(Problem details) Revise the listing lines starting with the one that contains "Reviewer note: every instance of the dirt" and going on through the end of the listing, replacing "dirt road" with "gravel road" and leaving everything else unchanged. Return only those revised lines.
>> start
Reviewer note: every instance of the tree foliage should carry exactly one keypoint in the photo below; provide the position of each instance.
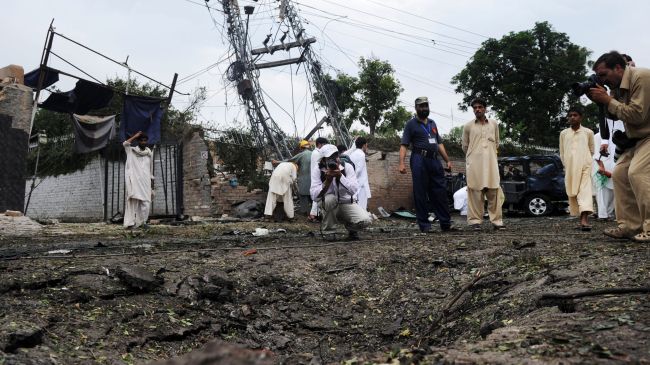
(370, 98)
(525, 78)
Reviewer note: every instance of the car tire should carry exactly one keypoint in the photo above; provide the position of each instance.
(538, 205)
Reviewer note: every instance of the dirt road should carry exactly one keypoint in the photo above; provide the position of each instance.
(85, 294)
>> end
(Exercise response)
Reviewer note: every instance of the gravel road should carry exactly one keypoint in the photo above; provide the position of each instance.
(85, 294)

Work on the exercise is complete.